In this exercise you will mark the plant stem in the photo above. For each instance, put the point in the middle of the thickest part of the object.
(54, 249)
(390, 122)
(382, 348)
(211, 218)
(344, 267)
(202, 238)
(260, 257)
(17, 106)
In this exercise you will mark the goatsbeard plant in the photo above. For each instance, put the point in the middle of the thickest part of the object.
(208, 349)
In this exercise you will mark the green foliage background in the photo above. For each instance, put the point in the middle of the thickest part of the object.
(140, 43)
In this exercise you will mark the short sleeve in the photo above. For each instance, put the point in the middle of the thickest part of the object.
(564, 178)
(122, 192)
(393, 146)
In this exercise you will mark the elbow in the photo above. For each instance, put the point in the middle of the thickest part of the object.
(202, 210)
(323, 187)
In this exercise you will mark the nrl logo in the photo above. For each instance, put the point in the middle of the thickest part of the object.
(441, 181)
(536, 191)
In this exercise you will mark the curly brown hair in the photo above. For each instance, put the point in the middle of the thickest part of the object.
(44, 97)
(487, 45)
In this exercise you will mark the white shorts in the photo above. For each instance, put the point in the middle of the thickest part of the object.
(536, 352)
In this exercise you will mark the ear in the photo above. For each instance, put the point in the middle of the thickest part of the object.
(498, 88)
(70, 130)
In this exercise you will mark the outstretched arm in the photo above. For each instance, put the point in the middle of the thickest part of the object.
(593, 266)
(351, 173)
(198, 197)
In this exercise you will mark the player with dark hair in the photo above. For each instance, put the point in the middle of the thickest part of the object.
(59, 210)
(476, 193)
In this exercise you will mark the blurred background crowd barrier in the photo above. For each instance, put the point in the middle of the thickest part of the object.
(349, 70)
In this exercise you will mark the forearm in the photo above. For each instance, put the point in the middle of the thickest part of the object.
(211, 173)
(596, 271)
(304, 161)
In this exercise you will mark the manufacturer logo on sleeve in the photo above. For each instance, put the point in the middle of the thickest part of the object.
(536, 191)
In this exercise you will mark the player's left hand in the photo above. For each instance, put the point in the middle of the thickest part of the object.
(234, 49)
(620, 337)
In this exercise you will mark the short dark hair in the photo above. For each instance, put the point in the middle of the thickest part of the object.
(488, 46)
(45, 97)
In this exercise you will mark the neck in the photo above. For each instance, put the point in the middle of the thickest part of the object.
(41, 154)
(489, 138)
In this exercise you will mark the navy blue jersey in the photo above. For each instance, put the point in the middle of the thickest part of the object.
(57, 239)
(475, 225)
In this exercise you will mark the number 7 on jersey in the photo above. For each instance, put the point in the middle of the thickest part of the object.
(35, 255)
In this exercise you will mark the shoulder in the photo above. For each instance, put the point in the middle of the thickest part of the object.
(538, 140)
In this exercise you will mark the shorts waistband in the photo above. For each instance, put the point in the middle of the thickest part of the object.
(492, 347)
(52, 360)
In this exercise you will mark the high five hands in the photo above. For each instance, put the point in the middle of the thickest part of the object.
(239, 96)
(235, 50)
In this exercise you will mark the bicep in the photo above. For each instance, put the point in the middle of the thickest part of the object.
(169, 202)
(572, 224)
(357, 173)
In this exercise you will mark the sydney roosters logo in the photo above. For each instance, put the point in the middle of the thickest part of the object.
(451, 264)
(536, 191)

==========

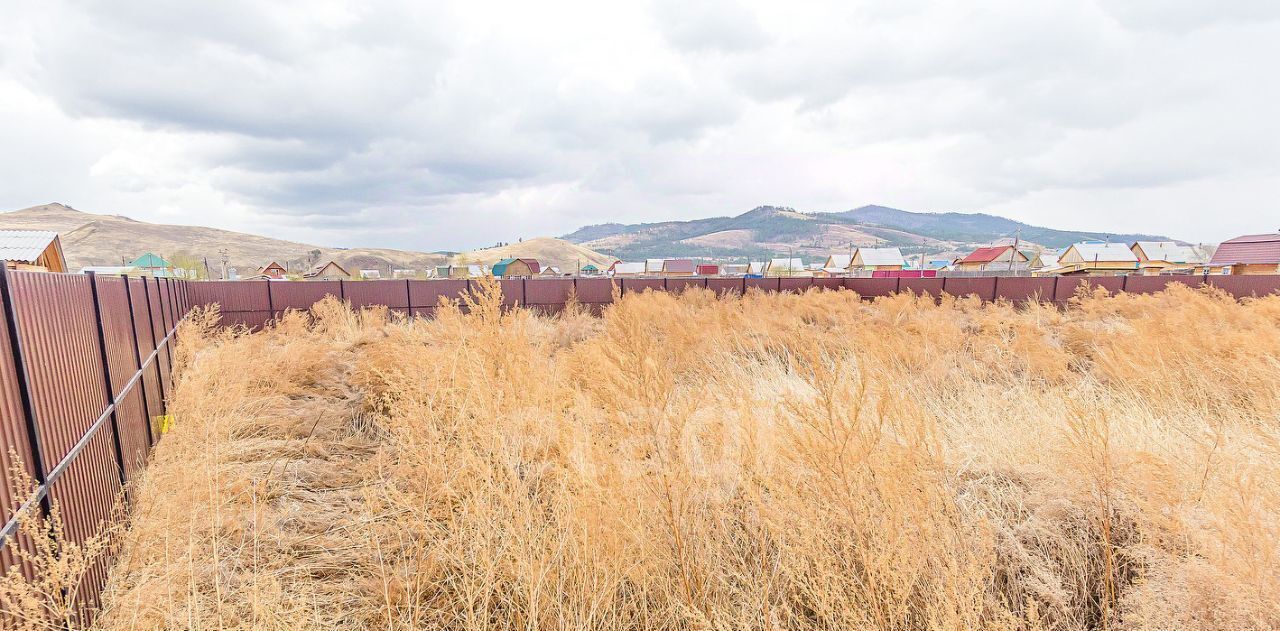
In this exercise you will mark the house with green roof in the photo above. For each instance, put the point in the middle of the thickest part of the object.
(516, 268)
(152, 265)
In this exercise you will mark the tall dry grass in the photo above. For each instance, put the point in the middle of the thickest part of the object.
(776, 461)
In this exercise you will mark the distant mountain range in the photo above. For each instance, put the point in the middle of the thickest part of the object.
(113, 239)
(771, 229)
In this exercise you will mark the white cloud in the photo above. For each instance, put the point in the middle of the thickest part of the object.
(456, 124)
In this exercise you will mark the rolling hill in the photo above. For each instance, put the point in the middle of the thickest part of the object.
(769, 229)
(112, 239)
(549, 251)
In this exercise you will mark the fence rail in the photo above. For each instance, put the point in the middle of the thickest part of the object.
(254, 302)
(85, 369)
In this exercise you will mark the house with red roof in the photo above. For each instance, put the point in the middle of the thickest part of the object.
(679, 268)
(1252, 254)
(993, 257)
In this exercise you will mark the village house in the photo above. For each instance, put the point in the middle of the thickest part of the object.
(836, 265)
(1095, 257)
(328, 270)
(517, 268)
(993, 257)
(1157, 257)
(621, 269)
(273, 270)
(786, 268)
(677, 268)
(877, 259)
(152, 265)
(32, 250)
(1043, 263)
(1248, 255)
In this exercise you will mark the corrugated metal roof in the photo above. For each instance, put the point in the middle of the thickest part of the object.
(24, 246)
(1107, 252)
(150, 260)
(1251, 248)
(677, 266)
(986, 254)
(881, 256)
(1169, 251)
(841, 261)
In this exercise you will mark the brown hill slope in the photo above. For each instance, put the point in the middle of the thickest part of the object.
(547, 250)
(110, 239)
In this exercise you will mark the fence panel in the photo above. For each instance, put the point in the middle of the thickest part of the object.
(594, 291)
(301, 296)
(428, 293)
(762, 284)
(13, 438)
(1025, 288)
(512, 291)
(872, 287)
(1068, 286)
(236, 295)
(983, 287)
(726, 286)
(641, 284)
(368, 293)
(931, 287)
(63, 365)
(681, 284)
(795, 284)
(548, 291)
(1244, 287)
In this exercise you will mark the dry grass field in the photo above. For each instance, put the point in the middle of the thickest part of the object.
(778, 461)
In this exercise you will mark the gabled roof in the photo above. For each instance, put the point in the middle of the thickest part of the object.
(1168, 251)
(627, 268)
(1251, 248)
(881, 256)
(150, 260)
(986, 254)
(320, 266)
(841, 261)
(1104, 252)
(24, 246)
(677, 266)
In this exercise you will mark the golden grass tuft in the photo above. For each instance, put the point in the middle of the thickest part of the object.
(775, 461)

==========

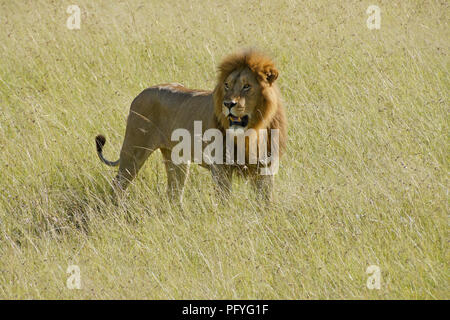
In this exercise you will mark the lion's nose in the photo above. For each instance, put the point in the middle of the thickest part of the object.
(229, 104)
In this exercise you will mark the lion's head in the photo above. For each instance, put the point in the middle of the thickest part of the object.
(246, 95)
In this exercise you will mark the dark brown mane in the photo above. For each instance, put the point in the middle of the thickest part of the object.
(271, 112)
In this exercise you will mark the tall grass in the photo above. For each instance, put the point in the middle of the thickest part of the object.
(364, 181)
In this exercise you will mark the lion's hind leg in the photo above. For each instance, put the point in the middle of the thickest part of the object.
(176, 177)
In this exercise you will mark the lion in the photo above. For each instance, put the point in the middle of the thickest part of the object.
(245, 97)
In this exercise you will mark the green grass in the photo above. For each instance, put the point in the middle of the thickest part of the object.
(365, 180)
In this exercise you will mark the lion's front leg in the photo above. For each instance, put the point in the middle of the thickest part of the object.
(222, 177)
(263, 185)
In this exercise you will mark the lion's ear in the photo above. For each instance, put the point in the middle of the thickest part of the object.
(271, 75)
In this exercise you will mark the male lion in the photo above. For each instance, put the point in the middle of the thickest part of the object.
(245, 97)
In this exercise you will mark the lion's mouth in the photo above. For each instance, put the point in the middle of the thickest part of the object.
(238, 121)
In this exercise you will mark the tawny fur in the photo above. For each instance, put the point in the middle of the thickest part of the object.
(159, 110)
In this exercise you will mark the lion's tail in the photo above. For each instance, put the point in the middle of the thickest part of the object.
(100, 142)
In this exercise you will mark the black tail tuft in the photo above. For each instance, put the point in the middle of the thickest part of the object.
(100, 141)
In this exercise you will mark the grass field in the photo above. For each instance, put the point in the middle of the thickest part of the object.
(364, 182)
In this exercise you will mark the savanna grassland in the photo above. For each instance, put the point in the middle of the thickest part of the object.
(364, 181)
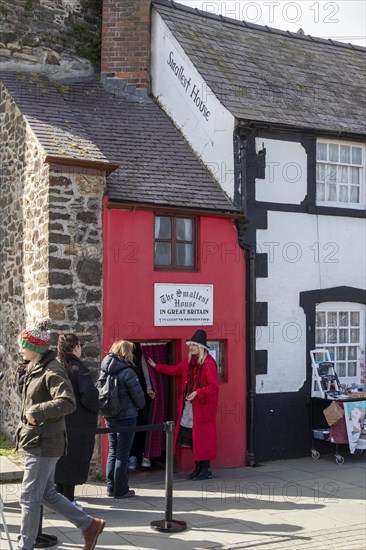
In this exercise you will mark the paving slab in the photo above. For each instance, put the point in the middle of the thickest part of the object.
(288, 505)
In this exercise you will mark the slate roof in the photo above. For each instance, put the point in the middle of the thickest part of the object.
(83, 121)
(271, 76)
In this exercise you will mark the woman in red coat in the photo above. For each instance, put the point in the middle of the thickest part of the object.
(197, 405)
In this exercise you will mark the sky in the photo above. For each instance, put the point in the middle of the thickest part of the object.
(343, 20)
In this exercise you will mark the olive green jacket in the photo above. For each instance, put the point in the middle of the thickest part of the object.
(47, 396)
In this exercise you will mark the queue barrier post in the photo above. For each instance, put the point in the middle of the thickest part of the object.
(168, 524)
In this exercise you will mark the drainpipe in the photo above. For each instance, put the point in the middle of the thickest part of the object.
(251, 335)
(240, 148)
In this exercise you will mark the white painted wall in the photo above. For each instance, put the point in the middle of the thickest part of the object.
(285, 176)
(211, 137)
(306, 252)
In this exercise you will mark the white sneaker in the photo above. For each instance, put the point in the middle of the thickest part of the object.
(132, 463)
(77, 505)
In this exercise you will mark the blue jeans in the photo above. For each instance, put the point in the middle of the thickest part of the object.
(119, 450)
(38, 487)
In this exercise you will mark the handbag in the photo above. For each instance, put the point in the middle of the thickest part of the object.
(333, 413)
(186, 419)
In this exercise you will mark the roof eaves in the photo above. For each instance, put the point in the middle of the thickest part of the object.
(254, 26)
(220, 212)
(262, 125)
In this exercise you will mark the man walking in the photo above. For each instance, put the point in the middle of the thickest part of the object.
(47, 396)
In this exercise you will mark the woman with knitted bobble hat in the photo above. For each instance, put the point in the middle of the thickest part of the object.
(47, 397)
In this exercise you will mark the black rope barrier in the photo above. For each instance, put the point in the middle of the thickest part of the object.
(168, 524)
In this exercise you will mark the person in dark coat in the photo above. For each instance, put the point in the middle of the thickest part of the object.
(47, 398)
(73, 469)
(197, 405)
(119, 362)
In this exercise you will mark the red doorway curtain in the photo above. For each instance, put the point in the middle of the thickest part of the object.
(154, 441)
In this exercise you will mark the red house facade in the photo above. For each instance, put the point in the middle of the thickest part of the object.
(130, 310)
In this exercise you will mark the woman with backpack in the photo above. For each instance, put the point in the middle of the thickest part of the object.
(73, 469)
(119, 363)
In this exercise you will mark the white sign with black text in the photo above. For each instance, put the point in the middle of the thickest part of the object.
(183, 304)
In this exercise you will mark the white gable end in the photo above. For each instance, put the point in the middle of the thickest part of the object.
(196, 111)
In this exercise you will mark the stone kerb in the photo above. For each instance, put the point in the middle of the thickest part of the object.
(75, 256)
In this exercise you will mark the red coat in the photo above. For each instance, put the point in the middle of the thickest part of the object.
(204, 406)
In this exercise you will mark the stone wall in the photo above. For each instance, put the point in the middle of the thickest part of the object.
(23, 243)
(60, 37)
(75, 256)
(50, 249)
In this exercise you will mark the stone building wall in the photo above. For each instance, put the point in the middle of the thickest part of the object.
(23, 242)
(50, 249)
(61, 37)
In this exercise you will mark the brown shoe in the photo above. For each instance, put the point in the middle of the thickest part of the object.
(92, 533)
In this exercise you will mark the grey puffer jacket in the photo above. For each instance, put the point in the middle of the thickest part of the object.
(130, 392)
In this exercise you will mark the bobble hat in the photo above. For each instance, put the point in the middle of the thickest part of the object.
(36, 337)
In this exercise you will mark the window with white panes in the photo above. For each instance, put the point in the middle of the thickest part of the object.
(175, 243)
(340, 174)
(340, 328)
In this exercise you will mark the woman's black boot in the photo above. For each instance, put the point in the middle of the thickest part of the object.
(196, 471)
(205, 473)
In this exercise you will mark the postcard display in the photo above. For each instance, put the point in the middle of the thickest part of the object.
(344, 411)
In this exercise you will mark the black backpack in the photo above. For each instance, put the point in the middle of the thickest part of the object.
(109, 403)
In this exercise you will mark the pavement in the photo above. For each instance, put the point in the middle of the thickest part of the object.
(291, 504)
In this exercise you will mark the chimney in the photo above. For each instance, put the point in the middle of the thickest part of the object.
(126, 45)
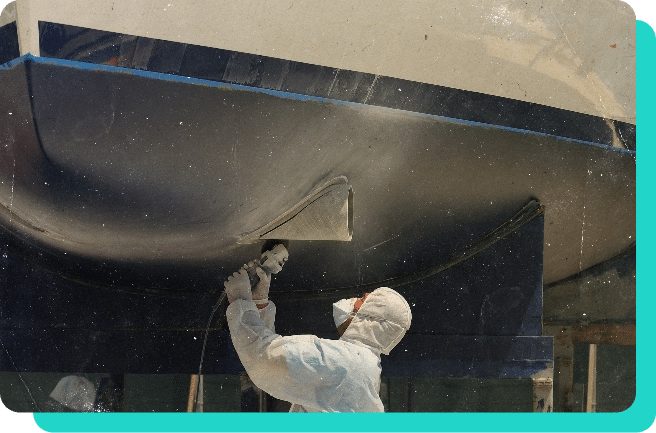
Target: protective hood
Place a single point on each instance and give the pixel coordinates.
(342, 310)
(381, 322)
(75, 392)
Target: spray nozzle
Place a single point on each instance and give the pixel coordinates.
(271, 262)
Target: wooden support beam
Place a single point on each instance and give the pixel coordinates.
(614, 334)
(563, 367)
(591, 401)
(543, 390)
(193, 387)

==========

WHAT IS NEEDED:
Looking at the data above, work out how many lines contain "Target" and answer with the figure only.

RESPONSE TO THIS EXERCISE:
3